Barbara Jordan remembers a scary food allergy reaction too when she was 18-years-old.

"I had sushi for the first time and I ended up having the tingling sensation to my throat, difficulty swallowing and breathing and I was rushed to Cedars-Sinai (Medical Center) where they gave me the epinephrine and Benadryl," Jordan remembers.

'It was extremely scary'



Jordan is a medical assistant for allergy specialist Dr. Jeffery Franklin. She gives the patients their allergy shots. Being an adult with food allergies and that traumatic experience led her to this career.

When asked if she thought she was going to die, she replied, "I really did. I was in the hospital for three days. They ended up incubating for one day. It was extremely scary."

Barbara and Reva are not alone. The latest data show food allergies are on the rise. There is a 61 percent increase from 2009 to 2016 in Louisiana alone. Barbara is among the 10 percent of U.S. adults who have a food allergy, with nearly half developing it as an adult.

(Referring expression pointing data)
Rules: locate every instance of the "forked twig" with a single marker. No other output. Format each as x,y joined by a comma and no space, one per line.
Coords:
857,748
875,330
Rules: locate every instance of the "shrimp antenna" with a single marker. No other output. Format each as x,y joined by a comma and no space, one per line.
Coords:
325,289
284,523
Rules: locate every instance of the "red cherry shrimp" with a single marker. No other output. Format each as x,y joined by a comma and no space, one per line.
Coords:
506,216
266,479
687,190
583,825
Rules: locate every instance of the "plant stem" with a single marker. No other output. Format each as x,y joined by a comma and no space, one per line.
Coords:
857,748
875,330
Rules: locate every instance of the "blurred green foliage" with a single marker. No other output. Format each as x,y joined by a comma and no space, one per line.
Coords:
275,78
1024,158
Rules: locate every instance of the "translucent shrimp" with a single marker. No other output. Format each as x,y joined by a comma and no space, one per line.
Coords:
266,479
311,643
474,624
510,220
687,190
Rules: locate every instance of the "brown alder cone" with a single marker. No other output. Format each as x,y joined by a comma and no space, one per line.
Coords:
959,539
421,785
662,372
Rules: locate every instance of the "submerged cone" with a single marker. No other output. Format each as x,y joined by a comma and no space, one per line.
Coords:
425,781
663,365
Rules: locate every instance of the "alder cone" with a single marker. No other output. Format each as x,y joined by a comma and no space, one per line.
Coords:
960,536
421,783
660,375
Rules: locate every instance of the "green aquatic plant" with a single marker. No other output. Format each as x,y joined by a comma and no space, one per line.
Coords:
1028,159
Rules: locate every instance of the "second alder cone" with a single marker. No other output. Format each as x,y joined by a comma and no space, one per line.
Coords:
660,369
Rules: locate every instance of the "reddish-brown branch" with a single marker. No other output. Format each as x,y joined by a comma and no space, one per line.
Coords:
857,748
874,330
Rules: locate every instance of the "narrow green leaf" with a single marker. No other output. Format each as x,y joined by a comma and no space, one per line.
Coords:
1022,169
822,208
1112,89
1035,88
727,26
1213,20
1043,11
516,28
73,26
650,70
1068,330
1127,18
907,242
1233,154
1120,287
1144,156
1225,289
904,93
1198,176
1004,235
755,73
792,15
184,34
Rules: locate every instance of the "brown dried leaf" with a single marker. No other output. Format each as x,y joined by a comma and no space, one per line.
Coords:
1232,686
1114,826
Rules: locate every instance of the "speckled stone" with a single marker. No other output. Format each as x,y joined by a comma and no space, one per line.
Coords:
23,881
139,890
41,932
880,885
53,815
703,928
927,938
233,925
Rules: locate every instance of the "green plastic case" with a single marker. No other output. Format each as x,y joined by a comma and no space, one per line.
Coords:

Tasks:
- a) In the food allergy article, turn the paragraph that begins "Barbara and Reva are not alone" into a short bulleted list that keeps its main facts.
- b) Write out the food allergy article between "When asked if" and "as an adult.", inclusive, substituting "clinic" for "hospital".
- c) Based on the food allergy article, do these statements agree with it? Answer yes or no for each and quote the words that decide it. (i) Jordan was 18 when she had her reaction. (ii) Jordan works as a nurse for Dr. Jeffery Franklin. (iii) Louisiana saw a 61 percent increase in food allergies from 2009 to 2016.

Exercise results:
- a)
- Barbara and Reva are not alone.
- The latest data show food allergies are on the rise.
- Louisiana alone saw a 61 percent increase from 2009 to 2016.
- Barbara is among the 10 percent of U.S. adults with a food allergy.
- Nearly half of those adults developed it as an adult.

- b)
When asked if she thought she was going to die, she replied, "I really did. I was in the clinic for three days. They ended up incubating for one day. It was extremely scary."

Barbara and Reva are not alone. The latest data show food allergies are on the rise. There is a 61 percent increase from 2009 to 2016 in Louisiana alone. Barbara is among the 10 percent of U.S. adults who have a food allergy, with nearly half developing it as an adult.

- c)
(i) Yes: "when she was 18-years-old."
(ii) No: "Jordan is a medical assistant for allergy specialist Dr. Jeffery Franklin."
(iii) Yes: "There is a 61 percent increase from 2009 to 2016 in Louisiana alone."